▶ [Set problem]: Retype only what runs from the line that contains "Question. Place a dot on every instance of the dipper" through the last line of the listing below, both lines included.

▶ [Data]:
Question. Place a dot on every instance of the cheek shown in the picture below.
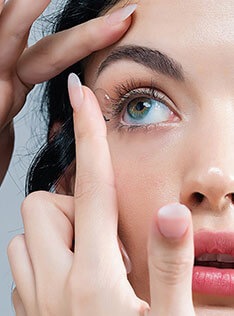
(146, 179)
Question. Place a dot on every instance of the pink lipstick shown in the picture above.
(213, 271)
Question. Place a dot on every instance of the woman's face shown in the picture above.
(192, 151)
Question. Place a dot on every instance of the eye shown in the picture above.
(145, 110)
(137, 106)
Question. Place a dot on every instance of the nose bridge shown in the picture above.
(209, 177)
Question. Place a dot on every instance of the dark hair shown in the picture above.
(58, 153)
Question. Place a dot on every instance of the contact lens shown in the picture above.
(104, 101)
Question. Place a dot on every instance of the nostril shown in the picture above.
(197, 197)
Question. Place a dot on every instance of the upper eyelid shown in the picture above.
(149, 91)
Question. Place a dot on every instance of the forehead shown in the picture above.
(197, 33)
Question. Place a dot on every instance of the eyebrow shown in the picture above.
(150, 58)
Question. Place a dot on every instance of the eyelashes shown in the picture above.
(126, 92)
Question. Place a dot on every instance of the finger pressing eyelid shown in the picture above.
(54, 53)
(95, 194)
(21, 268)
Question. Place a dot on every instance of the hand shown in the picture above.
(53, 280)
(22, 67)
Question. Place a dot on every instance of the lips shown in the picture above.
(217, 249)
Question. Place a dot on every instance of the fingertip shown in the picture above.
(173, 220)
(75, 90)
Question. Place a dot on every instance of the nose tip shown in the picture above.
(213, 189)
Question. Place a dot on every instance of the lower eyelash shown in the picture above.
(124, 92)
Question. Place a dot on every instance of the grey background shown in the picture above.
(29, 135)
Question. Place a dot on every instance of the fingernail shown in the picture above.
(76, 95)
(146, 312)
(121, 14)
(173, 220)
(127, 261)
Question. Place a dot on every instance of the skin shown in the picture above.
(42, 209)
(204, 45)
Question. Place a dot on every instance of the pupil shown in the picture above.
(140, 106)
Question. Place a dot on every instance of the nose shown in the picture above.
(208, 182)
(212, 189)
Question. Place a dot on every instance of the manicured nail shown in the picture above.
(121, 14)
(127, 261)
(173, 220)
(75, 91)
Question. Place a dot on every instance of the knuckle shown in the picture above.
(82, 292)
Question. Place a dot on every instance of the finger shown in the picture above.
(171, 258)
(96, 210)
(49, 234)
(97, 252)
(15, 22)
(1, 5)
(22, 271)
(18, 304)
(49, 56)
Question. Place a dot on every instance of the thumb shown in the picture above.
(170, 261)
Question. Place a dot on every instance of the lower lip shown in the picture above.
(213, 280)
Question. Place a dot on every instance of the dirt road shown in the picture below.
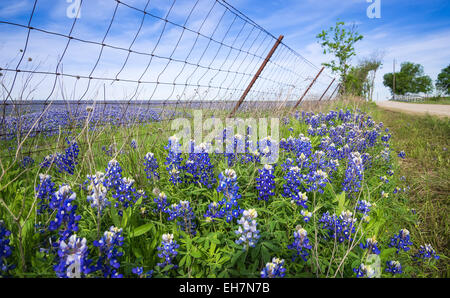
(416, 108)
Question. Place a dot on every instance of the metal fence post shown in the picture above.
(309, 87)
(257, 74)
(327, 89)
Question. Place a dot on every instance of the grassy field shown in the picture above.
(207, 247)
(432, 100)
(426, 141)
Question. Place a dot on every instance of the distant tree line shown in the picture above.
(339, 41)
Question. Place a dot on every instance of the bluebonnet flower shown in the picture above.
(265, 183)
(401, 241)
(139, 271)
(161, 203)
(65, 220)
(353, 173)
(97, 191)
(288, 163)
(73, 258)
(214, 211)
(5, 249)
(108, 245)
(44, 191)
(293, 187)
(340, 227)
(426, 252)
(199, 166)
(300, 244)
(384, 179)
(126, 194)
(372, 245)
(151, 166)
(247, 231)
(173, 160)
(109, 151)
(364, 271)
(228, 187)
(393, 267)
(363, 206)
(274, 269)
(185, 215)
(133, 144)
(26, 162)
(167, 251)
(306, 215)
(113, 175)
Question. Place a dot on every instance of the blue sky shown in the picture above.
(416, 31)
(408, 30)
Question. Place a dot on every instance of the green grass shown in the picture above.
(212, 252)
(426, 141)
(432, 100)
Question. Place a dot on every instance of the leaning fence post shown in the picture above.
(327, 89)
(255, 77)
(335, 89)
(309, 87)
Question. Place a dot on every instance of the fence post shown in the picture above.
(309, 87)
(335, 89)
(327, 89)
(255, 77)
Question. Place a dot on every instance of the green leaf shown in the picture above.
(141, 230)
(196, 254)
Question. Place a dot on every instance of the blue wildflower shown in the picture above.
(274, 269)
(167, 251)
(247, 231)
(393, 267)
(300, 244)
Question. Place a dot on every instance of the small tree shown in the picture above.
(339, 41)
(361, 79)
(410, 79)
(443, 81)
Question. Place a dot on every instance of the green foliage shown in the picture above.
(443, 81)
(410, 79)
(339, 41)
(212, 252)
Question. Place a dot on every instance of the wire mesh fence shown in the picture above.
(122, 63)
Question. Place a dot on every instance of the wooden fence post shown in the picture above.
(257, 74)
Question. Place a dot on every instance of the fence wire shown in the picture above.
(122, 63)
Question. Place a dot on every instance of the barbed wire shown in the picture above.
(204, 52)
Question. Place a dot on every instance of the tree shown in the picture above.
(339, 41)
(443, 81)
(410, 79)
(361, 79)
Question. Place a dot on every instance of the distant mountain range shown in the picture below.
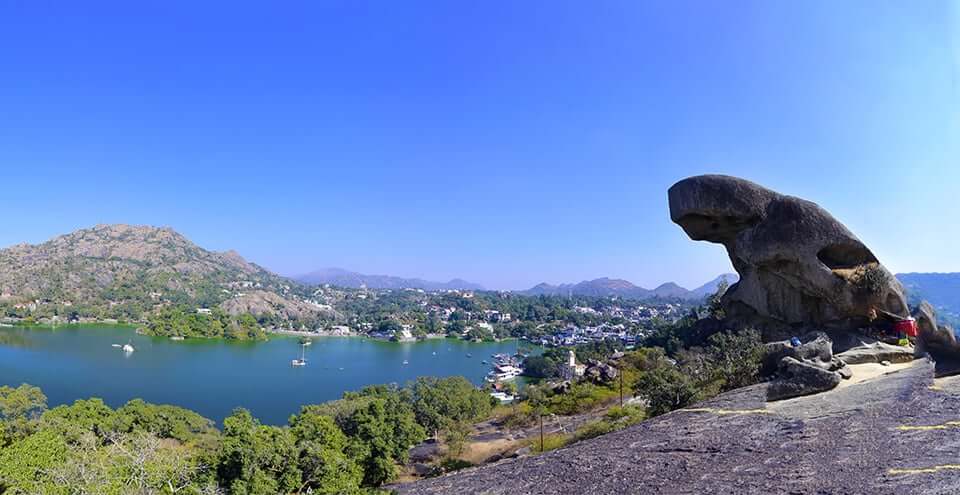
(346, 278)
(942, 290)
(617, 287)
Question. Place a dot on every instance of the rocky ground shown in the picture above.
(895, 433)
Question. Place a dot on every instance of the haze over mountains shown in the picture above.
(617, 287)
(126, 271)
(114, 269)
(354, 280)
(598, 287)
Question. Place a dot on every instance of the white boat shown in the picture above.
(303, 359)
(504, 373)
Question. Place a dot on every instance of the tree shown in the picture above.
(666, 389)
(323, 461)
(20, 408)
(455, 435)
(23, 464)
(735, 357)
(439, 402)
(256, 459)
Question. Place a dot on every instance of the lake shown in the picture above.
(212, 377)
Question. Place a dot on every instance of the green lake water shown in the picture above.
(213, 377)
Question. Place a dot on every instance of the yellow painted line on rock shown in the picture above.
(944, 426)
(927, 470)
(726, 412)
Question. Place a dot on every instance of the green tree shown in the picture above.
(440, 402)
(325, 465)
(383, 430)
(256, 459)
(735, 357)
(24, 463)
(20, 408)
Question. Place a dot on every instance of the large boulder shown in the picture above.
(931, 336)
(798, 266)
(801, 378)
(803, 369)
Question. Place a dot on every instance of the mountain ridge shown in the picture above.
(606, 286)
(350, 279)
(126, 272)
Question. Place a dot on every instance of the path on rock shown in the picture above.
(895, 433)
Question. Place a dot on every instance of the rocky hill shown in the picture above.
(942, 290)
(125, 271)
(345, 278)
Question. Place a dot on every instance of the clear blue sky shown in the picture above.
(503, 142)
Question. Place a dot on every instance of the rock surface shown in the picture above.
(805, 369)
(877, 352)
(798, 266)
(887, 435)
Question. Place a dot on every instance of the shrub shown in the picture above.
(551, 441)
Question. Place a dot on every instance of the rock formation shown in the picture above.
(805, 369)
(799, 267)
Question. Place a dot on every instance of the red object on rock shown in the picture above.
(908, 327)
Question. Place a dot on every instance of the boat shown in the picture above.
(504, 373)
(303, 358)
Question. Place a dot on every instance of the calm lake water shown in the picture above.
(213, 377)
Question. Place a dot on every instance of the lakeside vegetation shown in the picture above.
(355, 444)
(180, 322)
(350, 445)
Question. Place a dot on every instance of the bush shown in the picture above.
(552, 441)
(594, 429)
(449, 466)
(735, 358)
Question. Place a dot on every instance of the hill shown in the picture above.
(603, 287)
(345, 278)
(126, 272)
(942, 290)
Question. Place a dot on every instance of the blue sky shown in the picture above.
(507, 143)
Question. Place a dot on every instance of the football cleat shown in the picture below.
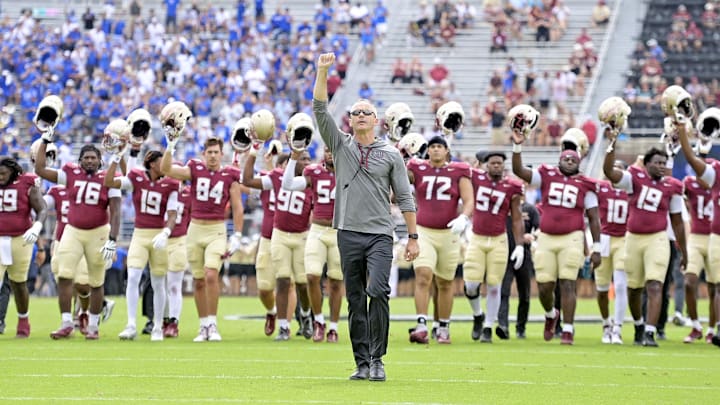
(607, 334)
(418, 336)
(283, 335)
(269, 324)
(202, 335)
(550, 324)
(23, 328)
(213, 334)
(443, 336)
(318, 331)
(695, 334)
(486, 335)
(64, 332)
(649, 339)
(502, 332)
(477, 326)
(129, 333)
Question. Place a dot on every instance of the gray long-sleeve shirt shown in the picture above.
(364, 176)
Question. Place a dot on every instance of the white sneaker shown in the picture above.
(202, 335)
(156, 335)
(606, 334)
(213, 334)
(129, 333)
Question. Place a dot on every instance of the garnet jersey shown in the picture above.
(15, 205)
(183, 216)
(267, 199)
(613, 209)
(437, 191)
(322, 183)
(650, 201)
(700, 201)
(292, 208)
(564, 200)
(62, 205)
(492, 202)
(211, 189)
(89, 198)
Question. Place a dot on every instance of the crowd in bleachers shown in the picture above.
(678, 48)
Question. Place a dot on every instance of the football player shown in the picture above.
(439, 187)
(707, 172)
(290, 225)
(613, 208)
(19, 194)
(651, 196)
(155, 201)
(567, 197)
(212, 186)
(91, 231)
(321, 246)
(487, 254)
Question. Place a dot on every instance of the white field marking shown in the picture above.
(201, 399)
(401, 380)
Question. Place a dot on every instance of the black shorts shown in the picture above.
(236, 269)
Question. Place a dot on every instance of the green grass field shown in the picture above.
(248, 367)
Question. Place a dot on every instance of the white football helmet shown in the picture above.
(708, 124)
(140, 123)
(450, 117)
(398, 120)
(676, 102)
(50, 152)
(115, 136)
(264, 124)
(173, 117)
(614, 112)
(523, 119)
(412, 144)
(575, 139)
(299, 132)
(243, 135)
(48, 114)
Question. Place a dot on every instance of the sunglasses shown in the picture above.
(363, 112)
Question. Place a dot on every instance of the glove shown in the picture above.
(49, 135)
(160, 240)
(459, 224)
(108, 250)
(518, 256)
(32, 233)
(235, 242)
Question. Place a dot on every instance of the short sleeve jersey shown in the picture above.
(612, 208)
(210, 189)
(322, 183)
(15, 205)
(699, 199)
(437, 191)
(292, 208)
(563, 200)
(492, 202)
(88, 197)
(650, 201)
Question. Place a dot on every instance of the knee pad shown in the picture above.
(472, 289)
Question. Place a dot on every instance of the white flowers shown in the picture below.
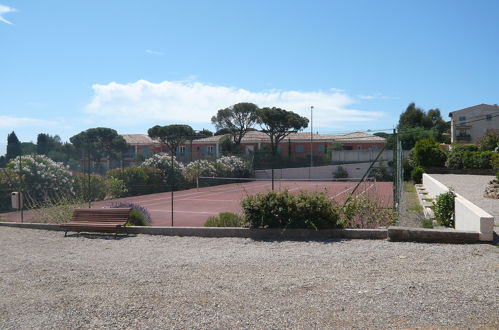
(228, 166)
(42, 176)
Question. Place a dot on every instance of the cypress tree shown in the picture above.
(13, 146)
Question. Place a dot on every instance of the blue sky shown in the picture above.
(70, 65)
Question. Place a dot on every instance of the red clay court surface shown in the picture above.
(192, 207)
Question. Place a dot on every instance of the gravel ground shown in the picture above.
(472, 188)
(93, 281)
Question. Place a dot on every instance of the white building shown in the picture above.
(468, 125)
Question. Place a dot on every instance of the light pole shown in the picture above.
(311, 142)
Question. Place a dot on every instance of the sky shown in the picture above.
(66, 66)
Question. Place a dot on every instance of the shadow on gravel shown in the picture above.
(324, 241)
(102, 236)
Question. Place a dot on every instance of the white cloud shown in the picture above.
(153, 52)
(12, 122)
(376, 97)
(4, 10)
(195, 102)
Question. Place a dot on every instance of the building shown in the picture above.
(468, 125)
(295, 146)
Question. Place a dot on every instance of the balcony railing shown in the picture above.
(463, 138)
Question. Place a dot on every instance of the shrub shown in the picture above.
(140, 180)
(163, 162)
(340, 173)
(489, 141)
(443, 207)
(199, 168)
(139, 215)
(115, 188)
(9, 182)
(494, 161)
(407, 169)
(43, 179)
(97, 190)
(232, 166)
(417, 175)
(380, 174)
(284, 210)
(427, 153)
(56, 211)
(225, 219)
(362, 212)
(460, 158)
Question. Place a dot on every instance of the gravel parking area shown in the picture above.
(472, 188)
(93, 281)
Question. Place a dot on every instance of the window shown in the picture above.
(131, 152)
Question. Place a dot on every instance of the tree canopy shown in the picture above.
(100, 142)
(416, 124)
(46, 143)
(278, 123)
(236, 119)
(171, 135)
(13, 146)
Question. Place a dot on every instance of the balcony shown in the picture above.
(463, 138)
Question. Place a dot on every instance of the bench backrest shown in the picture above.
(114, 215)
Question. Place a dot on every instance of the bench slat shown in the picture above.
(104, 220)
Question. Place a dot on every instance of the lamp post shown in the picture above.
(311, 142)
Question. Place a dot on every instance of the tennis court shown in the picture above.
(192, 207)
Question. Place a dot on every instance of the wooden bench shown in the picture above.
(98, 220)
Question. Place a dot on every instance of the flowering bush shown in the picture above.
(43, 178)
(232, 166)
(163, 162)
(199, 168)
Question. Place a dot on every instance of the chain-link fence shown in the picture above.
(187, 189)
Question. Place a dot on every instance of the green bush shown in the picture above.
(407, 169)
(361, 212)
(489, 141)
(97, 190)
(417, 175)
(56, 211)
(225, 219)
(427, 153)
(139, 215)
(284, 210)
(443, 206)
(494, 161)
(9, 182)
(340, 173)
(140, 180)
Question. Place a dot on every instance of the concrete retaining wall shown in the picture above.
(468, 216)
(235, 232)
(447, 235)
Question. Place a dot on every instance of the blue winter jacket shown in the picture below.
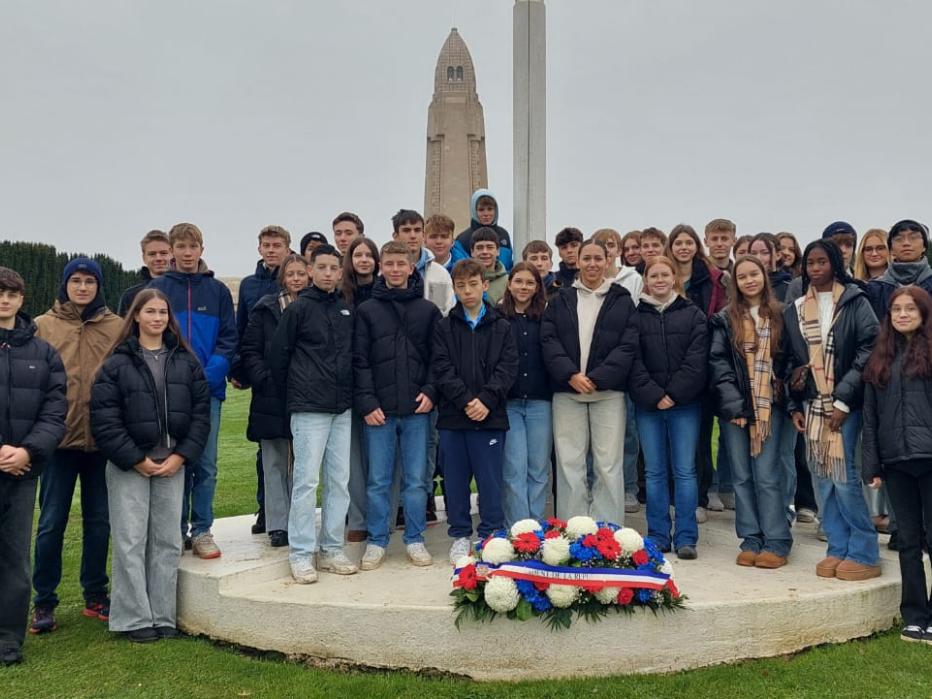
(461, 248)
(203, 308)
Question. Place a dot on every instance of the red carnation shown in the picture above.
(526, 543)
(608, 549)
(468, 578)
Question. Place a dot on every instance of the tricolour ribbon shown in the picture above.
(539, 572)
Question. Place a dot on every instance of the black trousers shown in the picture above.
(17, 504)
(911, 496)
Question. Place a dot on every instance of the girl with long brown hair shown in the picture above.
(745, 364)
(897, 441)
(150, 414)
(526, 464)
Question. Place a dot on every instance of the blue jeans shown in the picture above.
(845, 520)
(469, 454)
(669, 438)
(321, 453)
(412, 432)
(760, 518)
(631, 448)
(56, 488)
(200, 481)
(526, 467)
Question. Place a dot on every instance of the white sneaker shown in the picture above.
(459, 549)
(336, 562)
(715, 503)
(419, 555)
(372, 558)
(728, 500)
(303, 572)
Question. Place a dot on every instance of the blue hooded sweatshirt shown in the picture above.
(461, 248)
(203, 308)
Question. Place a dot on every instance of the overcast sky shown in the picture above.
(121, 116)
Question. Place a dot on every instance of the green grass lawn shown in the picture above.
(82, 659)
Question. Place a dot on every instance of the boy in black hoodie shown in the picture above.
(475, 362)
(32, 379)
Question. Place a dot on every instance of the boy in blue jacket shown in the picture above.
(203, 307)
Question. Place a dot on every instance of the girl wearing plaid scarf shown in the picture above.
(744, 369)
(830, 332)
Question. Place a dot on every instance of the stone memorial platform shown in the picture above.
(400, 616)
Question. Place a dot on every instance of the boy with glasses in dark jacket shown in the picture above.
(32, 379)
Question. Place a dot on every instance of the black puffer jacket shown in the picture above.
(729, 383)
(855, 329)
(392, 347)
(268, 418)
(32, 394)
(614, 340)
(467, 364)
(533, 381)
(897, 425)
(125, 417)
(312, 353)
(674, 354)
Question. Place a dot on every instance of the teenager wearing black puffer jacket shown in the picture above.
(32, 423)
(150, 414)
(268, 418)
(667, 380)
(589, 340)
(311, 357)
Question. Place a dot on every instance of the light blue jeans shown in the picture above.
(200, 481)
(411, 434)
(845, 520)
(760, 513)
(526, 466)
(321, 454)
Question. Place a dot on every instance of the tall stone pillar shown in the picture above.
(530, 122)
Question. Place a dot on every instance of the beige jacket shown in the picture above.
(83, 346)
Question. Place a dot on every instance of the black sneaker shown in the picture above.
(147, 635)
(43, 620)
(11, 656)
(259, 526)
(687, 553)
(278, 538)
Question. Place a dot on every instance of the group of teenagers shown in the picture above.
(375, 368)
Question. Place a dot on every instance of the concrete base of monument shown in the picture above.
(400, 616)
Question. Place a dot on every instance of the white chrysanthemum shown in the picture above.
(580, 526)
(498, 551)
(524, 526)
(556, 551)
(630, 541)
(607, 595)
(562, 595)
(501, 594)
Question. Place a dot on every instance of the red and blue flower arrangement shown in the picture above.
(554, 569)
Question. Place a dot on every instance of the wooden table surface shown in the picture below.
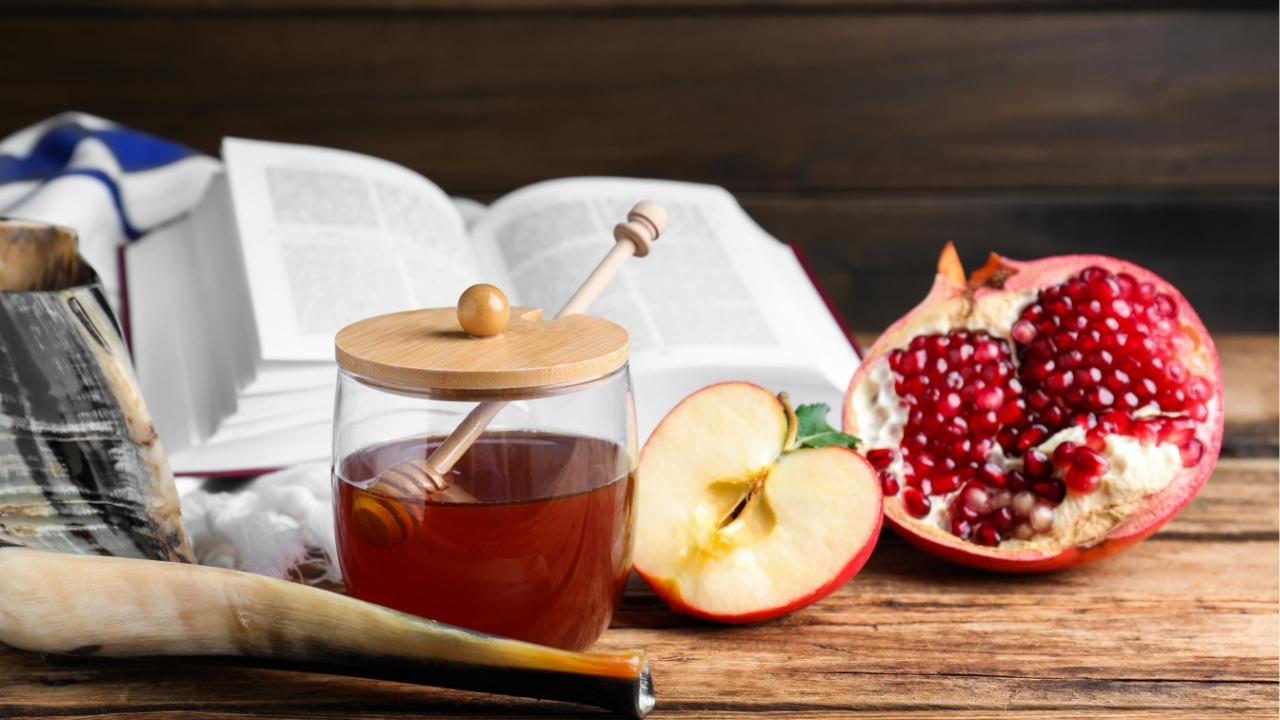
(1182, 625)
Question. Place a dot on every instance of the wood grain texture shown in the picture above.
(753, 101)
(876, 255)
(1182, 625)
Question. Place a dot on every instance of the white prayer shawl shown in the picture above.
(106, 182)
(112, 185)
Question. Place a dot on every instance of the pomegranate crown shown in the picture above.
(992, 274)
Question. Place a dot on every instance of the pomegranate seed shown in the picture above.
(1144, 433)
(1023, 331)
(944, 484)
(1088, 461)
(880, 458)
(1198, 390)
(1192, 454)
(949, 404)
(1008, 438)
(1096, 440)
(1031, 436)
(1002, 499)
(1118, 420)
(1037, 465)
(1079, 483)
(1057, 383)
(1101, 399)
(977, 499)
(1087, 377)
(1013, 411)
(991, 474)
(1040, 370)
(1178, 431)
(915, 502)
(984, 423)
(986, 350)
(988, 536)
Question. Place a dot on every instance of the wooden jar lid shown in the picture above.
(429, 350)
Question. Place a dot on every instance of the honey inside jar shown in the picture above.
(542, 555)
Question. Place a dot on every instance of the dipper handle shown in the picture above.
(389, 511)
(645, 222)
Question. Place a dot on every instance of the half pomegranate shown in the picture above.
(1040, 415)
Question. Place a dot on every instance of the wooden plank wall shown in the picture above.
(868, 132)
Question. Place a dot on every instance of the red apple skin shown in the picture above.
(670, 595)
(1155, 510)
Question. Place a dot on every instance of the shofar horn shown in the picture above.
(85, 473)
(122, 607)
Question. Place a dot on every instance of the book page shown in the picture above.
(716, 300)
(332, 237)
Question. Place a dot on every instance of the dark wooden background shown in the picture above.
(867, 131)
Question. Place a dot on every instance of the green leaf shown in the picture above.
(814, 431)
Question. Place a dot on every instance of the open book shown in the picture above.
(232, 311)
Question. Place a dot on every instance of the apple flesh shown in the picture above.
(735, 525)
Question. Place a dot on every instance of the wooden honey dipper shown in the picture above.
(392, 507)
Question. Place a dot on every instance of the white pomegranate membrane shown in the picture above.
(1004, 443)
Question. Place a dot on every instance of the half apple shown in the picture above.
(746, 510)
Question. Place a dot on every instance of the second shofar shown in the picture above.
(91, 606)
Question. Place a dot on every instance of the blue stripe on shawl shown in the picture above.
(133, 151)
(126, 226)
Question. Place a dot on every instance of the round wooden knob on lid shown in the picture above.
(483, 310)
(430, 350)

▶ [Solution for this problem]:
Question. Place a dot on every instance of the dipper handle shown in the picture above.
(389, 511)
(645, 222)
Question. Place a dot on every instance of the half pomegranate shown in the picture above.
(1040, 415)
Question. Place a dot on every instance of the wooden plank wall shown in the picture above.
(868, 132)
Question. Place a dot on every instance of the red apple skin shown in the picture above.
(670, 595)
(1155, 510)
Question. Place a dot on every instance of the shofar horn shown in the picture above.
(85, 473)
(122, 607)
Question. Place a dot on every instance of the book page shown in the picture above.
(716, 300)
(332, 237)
Question. Place a dot on every instance of the dark wooden background shown in the picture above.
(867, 131)
Question. Place a dot on every instance of the green leaf shown in the picture above.
(814, 431)
Question. Place a dot on every instance of the open book shown in the picture above.
(232, 311)
Question. Place a dot on every instance of the apple flesh shown in the picture above.
(735, 525)
Question. Place a dot on every instance of the wooden honey dipper shown in the picture above.
(392, 507)
Question. Place a dot on every instance of the white pomegranate membrane shown in the picture above.
(1004, 443)
Question. Place a dot on every instance of the half apple shown in the picture above.
(746, 510)
Question. Place a dot on every instance of the second shofar shown in the picture above.
(91, 606)
Question. Place a dot on every instance of the blue stripe on shawl shown in the picture above.
(133, 151)
(126, 226)
Question. Place a dot on every instance of the round wooden knob on lid shown in the picture above.
(483, 310)
(430, 350)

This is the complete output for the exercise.